## START PROVIDED TEXT
The Republican Party is on the brink of seizing another seat in the U.S. Congress. The key race is the central Ohio 15th District Congressional House seat held by Deborah Pryce, the fourth most powerful Republican in Congress. 

On election night the preliminary vote count showed Pryce beating Franklin County Commissioner Mary Jo Kilroy by 3717 votes out of more than 200,000 cast. Nearly 20,000 votes remained uncounted after Election Day. Kilroy refused to concede and demanded a full accounting of provisional, absentee and uncounted machine votes.

On Monday, November 27, the final tally was announced. Kilroy officially picked up 2482 votes, leaving Pryce ahead by 1054. The Franklin County Board of Elections could have certified the results earlier, but chose instead to wait until after the Big Ten championship football game between Ohio State and the University of Michigan.

Because the margin is within 1/2% of the votes cast, Franklin County Board of Elections Director Matt Damschroder says this will trigger an automatic recount within ten days.

By all rights, Kilroy would seem to be an obvious winner, except for a number of suspect statistics. For example, an analysis by the Columbus Dispatch shows that wards with more than 90% African-American voters in Franklin County had just a 24% turnout in the Columbus area. But in Cleveland and Cincinnati, similar wards had a 34% and 33% turnout respectively.    

The low voter turnout in Franklin County may be the lingering effect of the 4-7 hour waits that the black community suffered in the 2004 presidential election due to the lack of voting machines. The average voter turnout in the Columbus area overall was slightly over 50%.
## END PROVIDED TEXT
## START THE RECORDS
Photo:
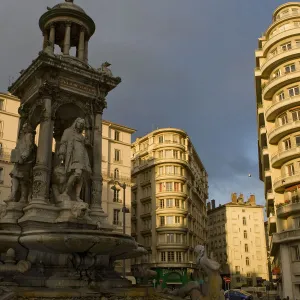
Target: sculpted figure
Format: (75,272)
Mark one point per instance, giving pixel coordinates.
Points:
(23,157)
(74,158)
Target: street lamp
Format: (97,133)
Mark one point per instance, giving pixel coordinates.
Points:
(125,211)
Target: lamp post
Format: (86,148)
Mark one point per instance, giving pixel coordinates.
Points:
(125,210)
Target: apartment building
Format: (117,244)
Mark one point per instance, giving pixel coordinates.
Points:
(168,203)
(9,122)
(277,77)
(236,239)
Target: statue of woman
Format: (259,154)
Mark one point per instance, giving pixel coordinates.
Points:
(23,157)
(74,158)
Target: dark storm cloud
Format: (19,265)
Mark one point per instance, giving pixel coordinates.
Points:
(186,64)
## END THE RECORDS
- SET PROBLEM 1
Answer these questions from the article on the Ohio 15th District race.
(a) By how many votes did Pryce lead in the preliminary count on election night?
(b) How far ahead was Pryce after the final tally announced on November 27?
(c) According to the Columbus Dispatch analysis, what was the turnout in Columbus-area wards with more than 90% African-American voters?
- SET PROBLEM 2
In the records, take the part that opens with the line containing "Target: street lamp" and runs through the end of the records. Switch "statue of woman" to "female statue" and write out that part with everything else unchanged.

- SOLUTION 1
(a) 3717 votes
(b) 1054 votes
(c) 24%

- SOLUTION 2
Target: street lamp
Format: (97,133)
Mark one point per instance, giving pixel coordinates.
Points:
(125,211)
Target: lamp post
Format: (86,148)
Mark one point per instance, giving pixel coordinates.
Points:
(125,210)
Target: apartment building
Format: (117,244)
Mark one point per instance, giving pixel coordinates.
Points:
(168,203)
(9,122)
(277,77)
(236,239)
Target: female statue
Format: (259,154)
Mark one point per instance, giving pixel coordinates.
Points:
(23,157)
(74,158)
Target: dark storm cloud
Format: (19,265)
Mark one point per instance, giving pixel coordinates.
Points:
(186,64)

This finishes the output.